▶ **Input for this task**

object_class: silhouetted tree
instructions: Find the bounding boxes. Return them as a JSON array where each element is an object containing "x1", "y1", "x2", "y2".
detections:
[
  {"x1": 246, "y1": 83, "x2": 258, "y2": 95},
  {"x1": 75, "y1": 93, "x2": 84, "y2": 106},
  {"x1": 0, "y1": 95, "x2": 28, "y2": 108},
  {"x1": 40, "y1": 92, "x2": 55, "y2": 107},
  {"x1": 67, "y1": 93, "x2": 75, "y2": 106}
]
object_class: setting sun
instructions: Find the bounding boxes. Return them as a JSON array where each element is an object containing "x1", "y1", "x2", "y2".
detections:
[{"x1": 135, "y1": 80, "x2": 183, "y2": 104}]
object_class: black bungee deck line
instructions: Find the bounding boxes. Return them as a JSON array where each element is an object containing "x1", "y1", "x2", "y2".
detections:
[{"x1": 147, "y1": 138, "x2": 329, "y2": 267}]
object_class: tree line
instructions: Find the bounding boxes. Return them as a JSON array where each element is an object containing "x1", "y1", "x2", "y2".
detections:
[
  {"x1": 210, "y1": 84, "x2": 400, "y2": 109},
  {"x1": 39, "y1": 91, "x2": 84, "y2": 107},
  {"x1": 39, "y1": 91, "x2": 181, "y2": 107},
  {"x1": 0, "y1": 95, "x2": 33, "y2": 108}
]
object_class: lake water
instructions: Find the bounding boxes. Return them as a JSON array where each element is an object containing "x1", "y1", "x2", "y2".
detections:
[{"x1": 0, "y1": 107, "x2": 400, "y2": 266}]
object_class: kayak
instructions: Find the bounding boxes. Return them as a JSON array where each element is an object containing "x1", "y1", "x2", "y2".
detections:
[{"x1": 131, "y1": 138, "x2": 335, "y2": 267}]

---

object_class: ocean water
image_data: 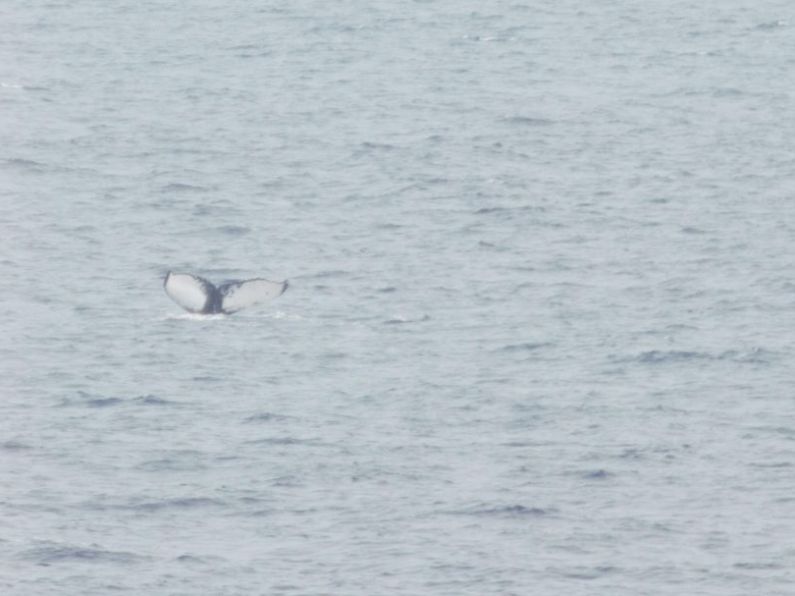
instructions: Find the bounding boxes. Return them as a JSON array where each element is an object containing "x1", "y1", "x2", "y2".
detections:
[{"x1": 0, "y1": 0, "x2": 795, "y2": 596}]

---

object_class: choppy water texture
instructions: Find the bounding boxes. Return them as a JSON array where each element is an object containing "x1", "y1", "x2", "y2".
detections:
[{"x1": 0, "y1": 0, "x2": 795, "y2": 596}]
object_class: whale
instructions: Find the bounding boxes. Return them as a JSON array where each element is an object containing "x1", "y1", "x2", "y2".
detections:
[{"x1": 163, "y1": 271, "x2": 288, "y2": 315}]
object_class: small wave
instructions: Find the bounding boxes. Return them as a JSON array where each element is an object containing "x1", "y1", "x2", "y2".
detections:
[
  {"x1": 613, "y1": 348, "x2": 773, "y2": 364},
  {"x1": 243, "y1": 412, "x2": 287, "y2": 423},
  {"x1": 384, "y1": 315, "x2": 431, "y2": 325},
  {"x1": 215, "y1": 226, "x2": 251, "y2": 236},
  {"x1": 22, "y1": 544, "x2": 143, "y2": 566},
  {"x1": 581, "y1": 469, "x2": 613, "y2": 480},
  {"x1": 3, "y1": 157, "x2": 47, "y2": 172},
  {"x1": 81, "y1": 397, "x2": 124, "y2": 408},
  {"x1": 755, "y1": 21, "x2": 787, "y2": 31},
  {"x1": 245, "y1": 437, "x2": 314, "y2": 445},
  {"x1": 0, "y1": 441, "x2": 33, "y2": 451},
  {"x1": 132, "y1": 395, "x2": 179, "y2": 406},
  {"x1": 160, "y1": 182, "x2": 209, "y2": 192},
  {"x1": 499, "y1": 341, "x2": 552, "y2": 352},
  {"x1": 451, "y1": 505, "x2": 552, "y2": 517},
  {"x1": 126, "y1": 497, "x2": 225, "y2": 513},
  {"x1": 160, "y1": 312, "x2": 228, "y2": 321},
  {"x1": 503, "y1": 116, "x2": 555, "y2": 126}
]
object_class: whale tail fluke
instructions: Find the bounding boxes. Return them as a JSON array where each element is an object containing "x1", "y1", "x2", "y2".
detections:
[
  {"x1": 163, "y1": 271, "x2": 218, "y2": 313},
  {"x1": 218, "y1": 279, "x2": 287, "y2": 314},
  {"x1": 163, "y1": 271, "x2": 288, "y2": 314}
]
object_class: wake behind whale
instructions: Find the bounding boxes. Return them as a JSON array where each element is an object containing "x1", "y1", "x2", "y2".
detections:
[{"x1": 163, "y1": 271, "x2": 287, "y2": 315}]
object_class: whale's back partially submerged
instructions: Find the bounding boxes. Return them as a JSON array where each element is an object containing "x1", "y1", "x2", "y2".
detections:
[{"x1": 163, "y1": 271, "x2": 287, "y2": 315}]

▶ **Your objective**
List every line in the items that contains the string "whale".

▶ **Solution**
object_class: whale
object_class: whale tail fluke
object_class: wake behind whale
object_class: whale's back partially submerged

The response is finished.